Make an exact copy of all the entries below, with the pictures left out.

### Material for this task

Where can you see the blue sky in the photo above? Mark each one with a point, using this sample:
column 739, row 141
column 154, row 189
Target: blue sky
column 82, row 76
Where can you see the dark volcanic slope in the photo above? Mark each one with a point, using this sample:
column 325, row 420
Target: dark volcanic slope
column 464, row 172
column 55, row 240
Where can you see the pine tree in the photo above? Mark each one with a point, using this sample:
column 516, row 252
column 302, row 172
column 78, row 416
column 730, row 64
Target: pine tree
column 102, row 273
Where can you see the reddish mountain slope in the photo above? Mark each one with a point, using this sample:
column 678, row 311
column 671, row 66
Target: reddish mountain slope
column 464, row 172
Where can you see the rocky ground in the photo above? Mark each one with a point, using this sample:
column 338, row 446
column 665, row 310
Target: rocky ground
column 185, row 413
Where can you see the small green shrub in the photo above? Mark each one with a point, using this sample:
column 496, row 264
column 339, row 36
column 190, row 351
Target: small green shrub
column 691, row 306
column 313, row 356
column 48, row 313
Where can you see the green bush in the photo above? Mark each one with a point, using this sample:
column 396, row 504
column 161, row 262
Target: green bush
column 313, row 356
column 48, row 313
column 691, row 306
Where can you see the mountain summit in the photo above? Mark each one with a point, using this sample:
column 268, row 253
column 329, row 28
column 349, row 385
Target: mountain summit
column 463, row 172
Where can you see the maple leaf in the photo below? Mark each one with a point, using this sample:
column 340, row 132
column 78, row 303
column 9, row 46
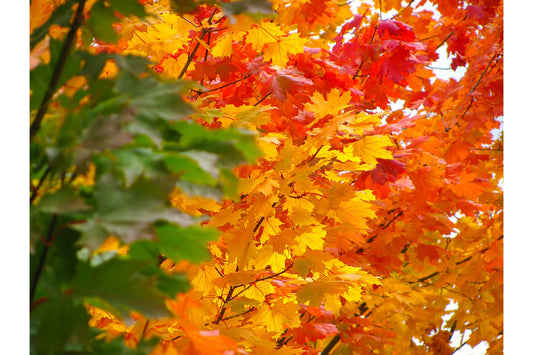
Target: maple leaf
column 310, row 332
column 277, row 316
column 333, row 103
column 370, row 148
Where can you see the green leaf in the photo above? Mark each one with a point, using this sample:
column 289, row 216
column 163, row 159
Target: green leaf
column 185, row 243
column 129, row 213
column 62, row 201
column 173, row 284
column 117, row 347
column 41, row 76
column 125, row 284
column 128, row 7
column 58, row 323
column 138, row 162
column 153, row 99
column 188, row 169
column 61, row 17
column 144, row 250
column 101, row 21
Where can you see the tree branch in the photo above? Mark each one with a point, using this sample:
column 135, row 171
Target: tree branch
column 331, row 344
column 42, row 259
column 223, row 310
column 195, row 49
column 58, row 70
column 263, row 98
column 35, row 189
column 199, row 92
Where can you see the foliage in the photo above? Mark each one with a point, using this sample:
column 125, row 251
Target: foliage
column 245, row 166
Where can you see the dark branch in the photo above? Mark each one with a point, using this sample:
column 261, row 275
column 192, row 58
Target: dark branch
column 264, row 97
column 199, row 92
column 58, row 70
column 42, row 258
column 331, row 344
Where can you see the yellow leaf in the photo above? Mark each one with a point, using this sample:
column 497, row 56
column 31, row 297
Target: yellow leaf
column 172, row 67
column 334, row 103
column 266, row 32
column 279, row 51
column 277, row 317
column 203, row 281
column 371, row 148
column 314, row 239
column 223, row 46
column 259, row 290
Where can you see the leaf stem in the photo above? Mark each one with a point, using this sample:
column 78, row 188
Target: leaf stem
column 42, row 258
column 223, row 310
column 263, row 98
column 58, row 70
column 222, row 86
column 35, row 189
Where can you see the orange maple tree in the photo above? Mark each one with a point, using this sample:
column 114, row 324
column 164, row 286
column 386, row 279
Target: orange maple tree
column 372, row 222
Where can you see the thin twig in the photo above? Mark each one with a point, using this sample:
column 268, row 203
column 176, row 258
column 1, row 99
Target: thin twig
column 483, row 74
column 42, row 258
column 58, row 70
column 35, row 189
column 331, row 344
column 199, row 92
column 223, row 310
column 447, row 38
column 263, row 98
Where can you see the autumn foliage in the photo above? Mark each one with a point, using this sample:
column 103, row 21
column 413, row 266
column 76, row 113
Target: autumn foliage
column 266, row 177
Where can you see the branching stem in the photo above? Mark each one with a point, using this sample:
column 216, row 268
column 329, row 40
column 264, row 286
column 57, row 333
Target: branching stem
column 58, row 70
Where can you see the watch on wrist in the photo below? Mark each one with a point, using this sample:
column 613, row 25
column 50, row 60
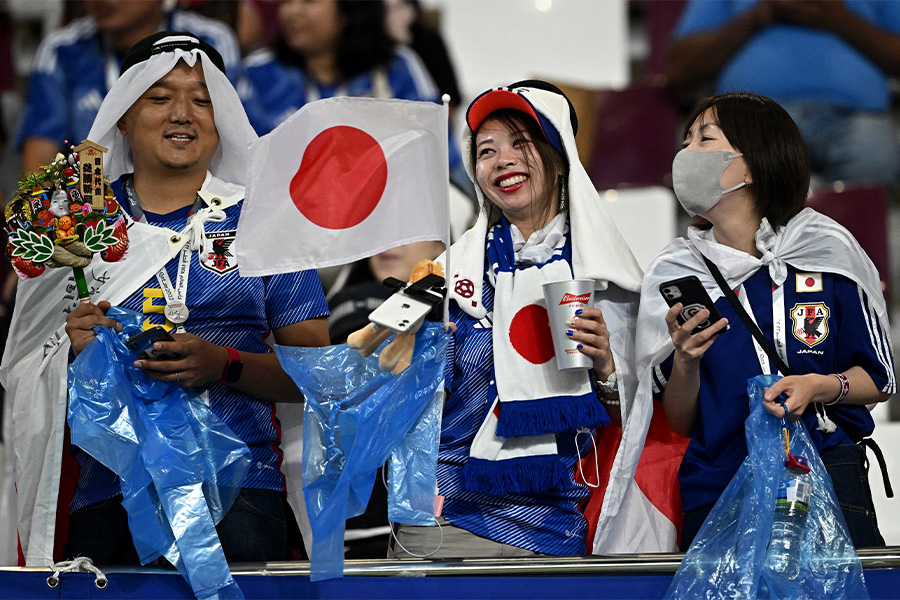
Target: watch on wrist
column 608, row 386
column 233, row 367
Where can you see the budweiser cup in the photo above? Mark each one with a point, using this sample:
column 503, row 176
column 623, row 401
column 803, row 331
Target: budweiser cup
column 563, row 298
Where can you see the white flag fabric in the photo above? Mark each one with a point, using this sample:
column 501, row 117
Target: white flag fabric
column 343, row 179
column 33, row 373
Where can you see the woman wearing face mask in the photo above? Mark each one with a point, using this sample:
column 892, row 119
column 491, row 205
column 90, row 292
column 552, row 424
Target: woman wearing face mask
column 510, row 445
column 811, row 289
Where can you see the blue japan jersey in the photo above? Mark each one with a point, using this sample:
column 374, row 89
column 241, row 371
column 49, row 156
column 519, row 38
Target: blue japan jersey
column 831, row 326
column 547, row 522
column 227, row 310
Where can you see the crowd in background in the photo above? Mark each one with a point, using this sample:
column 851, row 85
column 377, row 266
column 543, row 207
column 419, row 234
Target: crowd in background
column 282, row 54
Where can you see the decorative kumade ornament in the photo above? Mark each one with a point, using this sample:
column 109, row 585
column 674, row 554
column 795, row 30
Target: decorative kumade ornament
column 50, row 224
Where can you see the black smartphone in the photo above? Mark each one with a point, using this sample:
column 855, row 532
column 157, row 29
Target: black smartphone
column 141, row 345
column 693, row 297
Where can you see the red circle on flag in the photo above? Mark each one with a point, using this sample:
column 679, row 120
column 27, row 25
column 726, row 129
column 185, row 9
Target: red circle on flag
column 341, row 178
column 529, row 334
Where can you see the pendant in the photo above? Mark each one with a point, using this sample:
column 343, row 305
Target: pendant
column 176, row 312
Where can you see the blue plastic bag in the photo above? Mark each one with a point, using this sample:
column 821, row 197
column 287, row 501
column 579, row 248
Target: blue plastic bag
column 179, row 465
column 412, row 469
column 726, row 558
column 356, row 415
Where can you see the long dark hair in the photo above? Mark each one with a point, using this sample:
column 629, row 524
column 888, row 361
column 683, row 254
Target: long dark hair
column 772, row 147
column 363, row 45
column 554, row 165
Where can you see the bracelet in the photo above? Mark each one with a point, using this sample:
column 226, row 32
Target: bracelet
column 845, row 389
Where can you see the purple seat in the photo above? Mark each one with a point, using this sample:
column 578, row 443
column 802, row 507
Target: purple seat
column 634, row 137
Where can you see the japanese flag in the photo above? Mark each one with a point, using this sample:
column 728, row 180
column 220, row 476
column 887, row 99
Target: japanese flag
column 343, row 179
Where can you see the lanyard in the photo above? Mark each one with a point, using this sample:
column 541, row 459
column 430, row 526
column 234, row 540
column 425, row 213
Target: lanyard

######

-- Solution for this task --
Where can you see the blue sky in the photo above? Mark each one with a point, using this sample:
column 739, row 141
column 154, row 189
Target: blue sky
column 82, row 76
Where can you see the dark volcanic slope in the photo above? Mark each one with a point, using this sample:
column 325, row 420
Target: dark volcanic slope
column 464, row 172
column 55, row 240
Where can you see the pine tree in the photo above? Mark each one with a point, using this sample:
column 516, row 252
column 302, row 172
column 78, row 416
column 730, row 64
Target: pine tree
column 102, row 273
Where can you see the reddish mountain slope in the photo above? Mark each one with a point, using this sample:
column 678, row 311
column 671, row 66
Target: reddish mountain slope
column 464, row 172
Where can you see the rocky ground in the photo above? Mark each one with a point, using this sample:
column 338, row 446
column 665, row 310
Target: rocky ground
column 185, row 413
Where can you see the small green shrub in the photo above? Mark each one with a point, using this sample:
column 496, row 264
column 339, row 36
column 190, row 351
Target: small green shrub
column 691, row 306
column 313, row 356
column 48, row 313
Where can you see the green bush in the photo above? Mark each one with a point, using this sample:
column 396, row 504
column 161, row 262
Target: green bush
column 313, row 356
column 48, row 313
column 691, row 306
Where can you see the mountain summit in the photo above? Mark each one with a point, using this sample:
column 268, row 253
column 329, row 28
column 349, row 385
Target: mountain summit
column 463, row 172
Where can you see the maple leaf in the photo below? Mark each one with a point, using this sample:
column 340, row 132
column 78, row 303
column 9, row 46
Target: maple leaf
column 310, row 332
column 277, row 316
column 333, row 103
column 370, row 148
Where can you see the green leaf in the photo above? Mark each one with a point, using this sample:
column 289, row 216
column 163, row 159
Target: green leaf
column 185, row 243
column 129, row 213
column 62, row 201
column 173, row 284
column 117, row 347
column 41, row 76
column 125, row 284
column 128, row 7
column 58, row 323
column 138, row 162
column 153, row 99
column 188, row 169
column 61, row 17
column 144, row 250
column 101, row 21
Where can you see the tree branch in the photo above? Mark each one with a point, using this sample:
column 135, row 171
Target: tree branch
column 331, row 344
column 42, row 259
column 223, row 310
column 195, row 49
column 58, row 70
column 263, row 98
column 35, row 189
column 199, row 92
Where can you see the foliage in the photo above? Mark each one with a point, using this sample:
column 125, row 251
Target: foliage
column 245, row 166
Where can you see the dark branch in the photo above? Mark each one with a point, using this sample:
column 261, row 275
column 192, row 58
Target: dark branch
column 264, row 97
column 199, row 92
column 58, row 70
column 42, row 258
column 331, row 344
Where can you see the yellow leaf in the photo above? Mark each one with a point, using this sample:
column 497, row 56
column 31, row 297
Target: yellow leaf
column 172, row 67
column 334, row 103
column 266, row 32
column 279, row 51
column 277, row 317
column 203, row 281
column 371, row 148
column 314, row 239
column 223, row 46
column 259, row 290
Where can you see the leaf stem in the photo above? Mark each one with a point, using this sample:
column 78, row 188
Target: leaf stem
column 42, row 258
column 223, row 310
column 263, row 98
column 58, row 70
column 222, row 86
column 35, row 189
Where can you see the orange maple tree in the photo above? Mark each one with a point, using this sample:
column 114, row 324
column 164, row 286
column 386, row 279
Target: orange maple tree
column 372, row 222
Where can you see the thin twig in the photo above? Mark each one with a point, using this sample:
column 268, row 203
column 176, row 258
column 1, row 99
Target: thin twig
column 483, row 74
column 42, row 258
column 58, row 70
column 35, row 189
column 331, row 344
column 199, row 92
column 223, row 310
column 447, row 38
column 263, row 98
Where can you see the autumn foliage in the photo above? Mark each one with a point, using this sample:
column 103, row 21
column 413, row 266
column 76, row 113
Target: autumn foliage
column 266, row 177
Where can you see the branching stem in the photo above? Mark each one with a point, using this sample:
column 216, row 268
column 329, row 40
column 264, row 286
column 57, row 333
Target: branching stem
column 58, row 70
Where can you see the watch on wrist in the photo below? Mark each one with a point, using this sample:
column 613, row 25
column 50, row 60
Target: watch on wrist
column 608, row 386
column 233, row 367
Where can you see the budweiser cup in the photo above? Mark each one with a point, using this sample:
column 503, row 176
column 623, row 401
column 803, row 331
Target: budweiser cup
column 563, row 298
Where can you see the white flag fabric in the photo above? Mark each one with a point, using this sample:
column 501, row 117
Target: white flag fabric
column 343, row 179
column 33, row 373
Where can you see the woman wearing face mask in the photo above? Mark each one with a point, using this sample:
column 892, row 119
column 491, row 205
column 90, row 292
column 552, row 424
Target: woman wearing face mask
column 510, row 445
column 811, row 289
Where can you see the blue japan jersey in the photo above? Mark each one with a point, using this sample:
column 374, row 89
column 241, row 371
column 49, row 156
column 519, row 38
Target: blue japan jersey
column 831, row 326
column 547, row 522
column 227, row 310
Where can you see the crowd in background in the photo above? Mark each one with a point, using this sample:
column 851, row 85
column 377, row 266
column 543, row 207
column 419, row 234
Target: crowd in background
column 282, row 54
Where can you see the decorative kumade ornament in the photo above? Mark each one with a point, using this sample:
column 109, row 585
column 674, row 554
column 795, row 30
Target: decorative kumade ornament
column 50, row 224
Where can you see the black smartphone in the photo above? Mark each one with a point, using this sample:
column 855, row 532
column 157, row 29
Target: black smartphone
column 141, row 345
column 693, row 297
Where can you see the red circle on flag in the photo above? Mark each one with a point, using this sample:
column 679, row 120
column 27, row 25
column 726, row 129
column 185, row 9
Target: red circle on flag
column 341, row 178
column 529, row 334
Where can you see the pendant in the photo above? Mark each one with a point, using this sample:
column 343, row 305
Target: pendant
column 176, row 312
Where can you see the blue plastic bag in the photo above? Mark each one with a point, using this sample:
column 821, row 197
column 287, row 501
column 579, row 248
Target: blue plastic bag
column 179, row 465
column 412, row 469
column 726, row 558
column 356, row 415
Where can you see the long dark hair in the photo above? Mark each one with a point, using this sample:
column 629, row 524
column 888, row 361
column 683, row 254
Target: long dark hair
column 772, row 147
column 363, row 45
column 554, row 165
Where can you see the bracelet in the photo above? Mark each one with a point, using this sample:
column 226, row 32
Target: bracelet
column 845, row 389
Where can you see the purple seat in the photo above? Mark each one with a point, using this sample:
column 578, row 443
column 802, row 507
Target: purple seat
column 634, row 137
Where can you see the japanese flag in the photo above? Mark each one with a point, using this sample:
column 728, row 180
column 220, row 476
column 887, row 99
Target: japanese flag
column 343, row 179
Where can you see the lanyard in the photo above? Mark each one with a point, using this sample:
column 541, row 459
column 430, row 526
column 234, row 540
column 425, row 213
Target: lanyard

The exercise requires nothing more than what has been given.